In the household, families might make sausages, process milk into dairy products, or grow grain to sell.  Many businesses (such as  printing, candlemaking, and weaving) were be conducted entirely from the household, with father as the owner, mother as manager, and children and servants as workers. Because the later 18th century colonial economy mixed both cash and barter, households might trade some items, and buy others. Households served as both factories and farms--- husbands and wives were, essentially, "in business" together.

But for John and Abigail, the picture was little different. John Adams was an ambitious lawyer pursuing cases far away from Braintree. His cases were not always profitable; supporting their growing family fell heavily onto Abigail's shoulders. It was a task she relished;  even after their household moved to Boston in 1768 she continued to manage the farm and other household production.  Her financial support freed John to take an active role in  contentious colonial politics, virtually abandoning his law practice entirely during the Continental Congresses.

WHAT NEEDS TO BE DONE:
Copy the passage on colonial household economies and the Adams family word for word, in full. The listing that comes next is separate material, unrelated to the passage.

ENTRIES SHOWN:
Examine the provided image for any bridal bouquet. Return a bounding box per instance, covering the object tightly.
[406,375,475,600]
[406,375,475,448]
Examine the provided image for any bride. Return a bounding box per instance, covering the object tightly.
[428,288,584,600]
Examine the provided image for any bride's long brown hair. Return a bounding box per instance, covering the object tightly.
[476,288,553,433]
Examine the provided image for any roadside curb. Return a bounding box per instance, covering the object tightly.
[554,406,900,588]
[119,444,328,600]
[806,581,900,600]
...
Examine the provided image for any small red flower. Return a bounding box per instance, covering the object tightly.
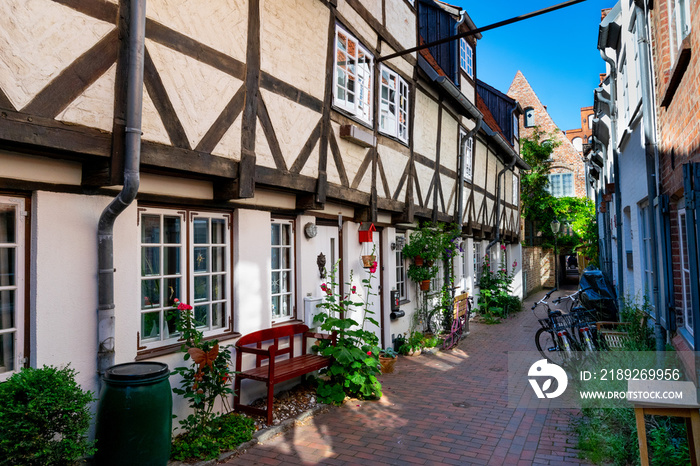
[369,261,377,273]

TASK SOLUTION:
In the household, families might make sausages, process milk into dairy products, or grow grain to sell.  Many businesses (such as  printing, candlemaking, and weaving) were be conducted entirely from the household, with father as the owner, mother as manager, and children and servants as workers. Because the later 18th century colonial economy mixed both cash and barter, households might trade some items, and buy others. Households served as both factories and farms--- husbands and wives were, essentially, "in business" together.

But for John and Abigail, the picture was little different. John Adams was an ambitious lawyer pursuing cases far away from Braintree. His cases were not always profitable; supporting their growing family fell heavily onto Abigail's shoulders. It was a task she relished;  even after their household moved to Boston in 1768 she continued to manage the farm and other household production.  Her financial support freed John to take an active role in  contentious colonial politics, virtually abandoning his law practice entirely during the Continental Congresses.